* Problem requirements: Copy exactly, line for line, the part of the listing from the line containing "Each instance of the person" through its last line, and nothing else.

* Information supplied:
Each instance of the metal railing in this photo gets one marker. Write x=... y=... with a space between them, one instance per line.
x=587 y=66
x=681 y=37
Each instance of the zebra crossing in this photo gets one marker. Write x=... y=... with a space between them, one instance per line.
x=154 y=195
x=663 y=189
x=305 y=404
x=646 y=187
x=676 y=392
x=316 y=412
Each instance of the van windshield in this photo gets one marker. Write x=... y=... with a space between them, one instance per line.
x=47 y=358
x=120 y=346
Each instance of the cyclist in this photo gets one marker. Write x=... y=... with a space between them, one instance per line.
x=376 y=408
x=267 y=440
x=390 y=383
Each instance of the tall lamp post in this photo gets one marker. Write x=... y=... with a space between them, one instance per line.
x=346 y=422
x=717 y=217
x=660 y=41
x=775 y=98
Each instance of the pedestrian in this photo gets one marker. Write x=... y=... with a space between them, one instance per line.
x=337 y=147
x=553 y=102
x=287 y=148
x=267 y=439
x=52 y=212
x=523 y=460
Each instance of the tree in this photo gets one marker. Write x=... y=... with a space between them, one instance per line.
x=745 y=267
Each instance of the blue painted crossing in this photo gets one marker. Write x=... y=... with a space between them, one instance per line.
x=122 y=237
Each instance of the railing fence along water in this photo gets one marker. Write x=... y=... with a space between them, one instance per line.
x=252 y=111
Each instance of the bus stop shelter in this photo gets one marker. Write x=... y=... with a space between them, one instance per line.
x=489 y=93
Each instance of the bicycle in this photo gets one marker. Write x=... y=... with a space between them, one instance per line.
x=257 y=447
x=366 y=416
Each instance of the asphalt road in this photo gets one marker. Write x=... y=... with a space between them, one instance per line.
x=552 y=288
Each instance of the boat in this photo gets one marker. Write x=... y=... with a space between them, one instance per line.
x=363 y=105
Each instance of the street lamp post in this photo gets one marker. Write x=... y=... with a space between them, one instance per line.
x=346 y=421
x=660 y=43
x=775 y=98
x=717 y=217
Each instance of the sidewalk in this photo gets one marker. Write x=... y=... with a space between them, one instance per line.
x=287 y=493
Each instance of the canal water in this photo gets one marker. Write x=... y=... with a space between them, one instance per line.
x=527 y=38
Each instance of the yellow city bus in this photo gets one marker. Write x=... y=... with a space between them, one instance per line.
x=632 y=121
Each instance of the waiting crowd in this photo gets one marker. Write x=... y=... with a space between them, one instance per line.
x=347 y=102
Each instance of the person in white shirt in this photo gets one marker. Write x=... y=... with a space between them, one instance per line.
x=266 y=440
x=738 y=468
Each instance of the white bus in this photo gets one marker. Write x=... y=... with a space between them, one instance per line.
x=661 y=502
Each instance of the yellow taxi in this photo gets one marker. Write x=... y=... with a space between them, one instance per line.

* Answer to this task:
Each instance of the person in white shirt in this photo gets one marker. Write x=... y=... with a space between them, one instance per line.
x=266 y=440
x=738 y=468
Each instance of the white bus in this photo gets one marker. Write x=... y=... with a space between them, one instance per line.
x=661 y=502
Each instance of the yellow taxi in this photo gets one marker. Write x=... y=... with a space between them, one instance per line.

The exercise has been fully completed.